* [EXERCISE TASK]
Please output exactly the run of lines that starts at the line with "Each instance of the teal" and ends at the last line of the records below.

-- BEGIN DATA --

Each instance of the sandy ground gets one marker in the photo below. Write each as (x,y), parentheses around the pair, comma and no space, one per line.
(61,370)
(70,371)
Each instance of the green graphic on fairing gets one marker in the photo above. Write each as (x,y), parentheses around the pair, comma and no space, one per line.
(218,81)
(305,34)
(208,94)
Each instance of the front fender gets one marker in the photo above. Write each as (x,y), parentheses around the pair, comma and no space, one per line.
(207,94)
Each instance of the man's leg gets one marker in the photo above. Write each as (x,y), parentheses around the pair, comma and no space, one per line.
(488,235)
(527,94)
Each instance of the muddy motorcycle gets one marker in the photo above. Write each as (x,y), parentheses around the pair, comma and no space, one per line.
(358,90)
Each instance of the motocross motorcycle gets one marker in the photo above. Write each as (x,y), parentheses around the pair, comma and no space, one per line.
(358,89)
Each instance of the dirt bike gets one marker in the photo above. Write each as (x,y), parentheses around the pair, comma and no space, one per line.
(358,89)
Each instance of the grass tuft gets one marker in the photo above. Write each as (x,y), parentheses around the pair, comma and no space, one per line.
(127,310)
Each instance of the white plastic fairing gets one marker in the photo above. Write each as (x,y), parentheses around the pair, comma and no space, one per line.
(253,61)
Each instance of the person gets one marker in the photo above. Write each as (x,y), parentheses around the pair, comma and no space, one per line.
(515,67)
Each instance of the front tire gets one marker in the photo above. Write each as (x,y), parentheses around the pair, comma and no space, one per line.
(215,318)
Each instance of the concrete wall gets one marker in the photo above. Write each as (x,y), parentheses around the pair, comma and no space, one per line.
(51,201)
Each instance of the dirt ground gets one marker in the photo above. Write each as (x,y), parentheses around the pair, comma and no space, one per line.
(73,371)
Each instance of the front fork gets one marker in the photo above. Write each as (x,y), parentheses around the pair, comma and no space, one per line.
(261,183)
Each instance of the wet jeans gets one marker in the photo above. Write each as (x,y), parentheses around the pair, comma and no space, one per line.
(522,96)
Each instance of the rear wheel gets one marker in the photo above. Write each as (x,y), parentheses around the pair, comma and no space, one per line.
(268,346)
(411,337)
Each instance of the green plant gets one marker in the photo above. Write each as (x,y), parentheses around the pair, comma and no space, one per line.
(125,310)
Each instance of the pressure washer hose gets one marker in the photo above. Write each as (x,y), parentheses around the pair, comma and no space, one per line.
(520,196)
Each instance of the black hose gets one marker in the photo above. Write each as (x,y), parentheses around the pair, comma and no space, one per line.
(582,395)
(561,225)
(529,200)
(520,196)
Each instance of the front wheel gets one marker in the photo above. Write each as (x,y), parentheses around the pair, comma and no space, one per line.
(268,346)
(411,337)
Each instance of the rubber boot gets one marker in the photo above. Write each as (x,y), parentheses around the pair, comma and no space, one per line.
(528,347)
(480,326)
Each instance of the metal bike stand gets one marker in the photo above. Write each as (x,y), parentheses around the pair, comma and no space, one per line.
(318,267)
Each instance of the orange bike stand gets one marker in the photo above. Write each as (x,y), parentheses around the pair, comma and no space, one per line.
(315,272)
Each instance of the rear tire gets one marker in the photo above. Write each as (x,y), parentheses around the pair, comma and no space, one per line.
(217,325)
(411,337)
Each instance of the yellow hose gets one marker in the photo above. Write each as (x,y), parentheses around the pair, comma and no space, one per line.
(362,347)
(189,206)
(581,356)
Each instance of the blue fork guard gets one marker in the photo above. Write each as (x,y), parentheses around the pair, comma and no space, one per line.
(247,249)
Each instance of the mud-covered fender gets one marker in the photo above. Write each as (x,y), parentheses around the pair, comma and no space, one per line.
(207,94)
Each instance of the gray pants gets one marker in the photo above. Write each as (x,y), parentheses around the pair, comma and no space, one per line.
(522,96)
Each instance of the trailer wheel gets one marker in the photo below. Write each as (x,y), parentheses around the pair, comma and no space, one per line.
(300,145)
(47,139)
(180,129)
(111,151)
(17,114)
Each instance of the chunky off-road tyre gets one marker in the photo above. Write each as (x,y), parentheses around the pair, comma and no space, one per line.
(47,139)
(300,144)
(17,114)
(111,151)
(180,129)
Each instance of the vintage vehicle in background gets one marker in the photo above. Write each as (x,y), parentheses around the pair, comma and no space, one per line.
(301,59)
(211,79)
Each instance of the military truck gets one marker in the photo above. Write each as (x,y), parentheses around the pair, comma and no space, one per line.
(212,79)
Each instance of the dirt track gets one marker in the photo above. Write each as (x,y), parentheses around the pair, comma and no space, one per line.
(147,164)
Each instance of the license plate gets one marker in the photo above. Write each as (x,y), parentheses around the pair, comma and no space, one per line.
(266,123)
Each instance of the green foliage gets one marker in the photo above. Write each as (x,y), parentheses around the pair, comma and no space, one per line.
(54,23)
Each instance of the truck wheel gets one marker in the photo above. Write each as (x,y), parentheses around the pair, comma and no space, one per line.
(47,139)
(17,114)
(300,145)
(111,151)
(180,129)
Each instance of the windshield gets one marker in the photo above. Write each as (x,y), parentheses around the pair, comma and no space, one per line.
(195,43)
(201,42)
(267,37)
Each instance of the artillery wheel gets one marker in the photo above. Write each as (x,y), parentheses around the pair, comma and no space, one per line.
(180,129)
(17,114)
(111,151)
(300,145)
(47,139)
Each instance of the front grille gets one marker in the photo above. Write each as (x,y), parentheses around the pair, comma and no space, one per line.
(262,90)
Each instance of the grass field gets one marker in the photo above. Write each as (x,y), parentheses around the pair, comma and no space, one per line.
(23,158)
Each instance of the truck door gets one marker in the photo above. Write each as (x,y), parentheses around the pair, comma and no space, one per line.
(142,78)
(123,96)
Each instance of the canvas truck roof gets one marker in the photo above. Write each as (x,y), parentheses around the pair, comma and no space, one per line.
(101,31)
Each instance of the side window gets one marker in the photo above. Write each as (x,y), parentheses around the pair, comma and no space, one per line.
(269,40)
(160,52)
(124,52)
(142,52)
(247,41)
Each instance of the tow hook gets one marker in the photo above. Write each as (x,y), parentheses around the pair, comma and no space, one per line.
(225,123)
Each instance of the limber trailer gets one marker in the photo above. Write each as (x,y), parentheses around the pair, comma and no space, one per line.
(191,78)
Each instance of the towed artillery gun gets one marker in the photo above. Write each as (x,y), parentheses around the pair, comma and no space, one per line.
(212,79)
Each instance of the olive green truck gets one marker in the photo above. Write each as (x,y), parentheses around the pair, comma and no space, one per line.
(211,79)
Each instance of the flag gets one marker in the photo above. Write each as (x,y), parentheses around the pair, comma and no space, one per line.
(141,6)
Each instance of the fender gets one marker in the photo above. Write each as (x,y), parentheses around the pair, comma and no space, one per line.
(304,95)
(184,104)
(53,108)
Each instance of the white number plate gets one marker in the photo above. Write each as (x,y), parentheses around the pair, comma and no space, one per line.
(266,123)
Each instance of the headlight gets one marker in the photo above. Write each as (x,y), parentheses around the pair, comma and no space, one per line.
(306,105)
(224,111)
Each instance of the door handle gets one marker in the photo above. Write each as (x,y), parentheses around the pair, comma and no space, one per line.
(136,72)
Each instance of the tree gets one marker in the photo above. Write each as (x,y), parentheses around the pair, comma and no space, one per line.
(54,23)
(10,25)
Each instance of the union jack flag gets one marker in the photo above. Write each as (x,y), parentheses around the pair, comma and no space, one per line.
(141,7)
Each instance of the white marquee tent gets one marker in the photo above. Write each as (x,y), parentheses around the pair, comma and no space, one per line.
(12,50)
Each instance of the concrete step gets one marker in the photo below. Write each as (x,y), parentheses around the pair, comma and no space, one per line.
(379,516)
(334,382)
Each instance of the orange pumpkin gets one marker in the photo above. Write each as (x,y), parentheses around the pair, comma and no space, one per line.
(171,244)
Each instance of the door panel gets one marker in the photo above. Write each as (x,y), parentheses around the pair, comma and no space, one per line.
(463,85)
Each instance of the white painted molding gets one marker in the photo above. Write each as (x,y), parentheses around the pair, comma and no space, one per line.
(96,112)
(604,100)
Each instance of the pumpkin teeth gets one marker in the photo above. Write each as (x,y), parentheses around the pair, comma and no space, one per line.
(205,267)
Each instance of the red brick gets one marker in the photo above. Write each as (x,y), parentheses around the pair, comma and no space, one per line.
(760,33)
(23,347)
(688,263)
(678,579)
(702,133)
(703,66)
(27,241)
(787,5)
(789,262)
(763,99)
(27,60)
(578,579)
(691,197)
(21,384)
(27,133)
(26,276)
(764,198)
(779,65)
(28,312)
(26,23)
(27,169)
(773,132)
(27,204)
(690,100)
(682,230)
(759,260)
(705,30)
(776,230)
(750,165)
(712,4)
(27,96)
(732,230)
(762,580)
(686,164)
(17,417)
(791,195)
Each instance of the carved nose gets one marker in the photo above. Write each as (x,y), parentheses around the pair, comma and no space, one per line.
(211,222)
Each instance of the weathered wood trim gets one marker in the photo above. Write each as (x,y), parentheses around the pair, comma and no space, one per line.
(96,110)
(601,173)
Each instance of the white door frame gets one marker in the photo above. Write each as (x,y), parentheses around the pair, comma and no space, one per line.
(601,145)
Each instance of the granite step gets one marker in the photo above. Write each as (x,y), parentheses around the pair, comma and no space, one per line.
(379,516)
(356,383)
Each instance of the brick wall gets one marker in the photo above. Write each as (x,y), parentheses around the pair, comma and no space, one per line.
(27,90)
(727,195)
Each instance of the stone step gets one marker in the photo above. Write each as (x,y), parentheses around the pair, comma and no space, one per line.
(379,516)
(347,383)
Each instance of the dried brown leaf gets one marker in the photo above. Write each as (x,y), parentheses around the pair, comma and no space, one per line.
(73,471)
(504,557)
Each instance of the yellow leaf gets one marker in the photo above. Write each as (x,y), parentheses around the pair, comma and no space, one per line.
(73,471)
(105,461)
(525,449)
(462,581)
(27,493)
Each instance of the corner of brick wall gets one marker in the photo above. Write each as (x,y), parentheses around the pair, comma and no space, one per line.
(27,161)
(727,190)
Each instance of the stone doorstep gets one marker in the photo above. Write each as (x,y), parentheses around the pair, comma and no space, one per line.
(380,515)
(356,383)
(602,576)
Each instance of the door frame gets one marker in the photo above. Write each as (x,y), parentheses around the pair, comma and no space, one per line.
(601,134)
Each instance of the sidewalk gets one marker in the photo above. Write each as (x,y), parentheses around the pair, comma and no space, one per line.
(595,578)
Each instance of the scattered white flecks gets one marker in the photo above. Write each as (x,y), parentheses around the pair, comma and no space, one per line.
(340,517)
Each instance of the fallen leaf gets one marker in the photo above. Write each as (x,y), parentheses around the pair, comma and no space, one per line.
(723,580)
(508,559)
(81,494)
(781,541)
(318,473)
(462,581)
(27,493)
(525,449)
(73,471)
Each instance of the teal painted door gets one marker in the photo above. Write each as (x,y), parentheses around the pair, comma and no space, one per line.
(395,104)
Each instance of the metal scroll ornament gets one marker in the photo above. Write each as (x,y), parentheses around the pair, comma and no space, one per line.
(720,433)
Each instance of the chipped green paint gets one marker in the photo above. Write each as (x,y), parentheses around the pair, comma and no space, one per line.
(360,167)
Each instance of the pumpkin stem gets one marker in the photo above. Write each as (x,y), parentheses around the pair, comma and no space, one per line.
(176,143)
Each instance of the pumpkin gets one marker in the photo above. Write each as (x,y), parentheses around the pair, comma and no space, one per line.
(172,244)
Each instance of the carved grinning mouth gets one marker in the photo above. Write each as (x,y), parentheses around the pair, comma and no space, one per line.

-- END DATA --

* [THE REPLY]
Each instance of the teal painted door gets one marker in the photo above. Write each as (x,y), parentheses around the pair, comma and no space, one per line.
(395,104)
Each instance of the metal scroll ornament gets one marker in the photo above. Write each as (x,y), parentheses around the pair, comma and no space, one per line.
(720,433)
Each instance of the chipped green paint gets one marker in the photo above. Write each as (x,y), parentheses around the pair, comma and no space, one per line.
(360,167)
Each instance of the pumpkin stem gets one marker in the photo above. Write each as (x,y), parentheses around the pair, comma and no space, one per line.
(176,143)
Each instance of the pumpkin gets one marker in the photo above. Write each as (x,y), parentheses around the pair, comma and no space, one per line.
(172,244)
Each instance of the carved grinning mouth gets one marker in the photo above. Write each as (x,y), parentheses around the pair, comma and no space, one per line.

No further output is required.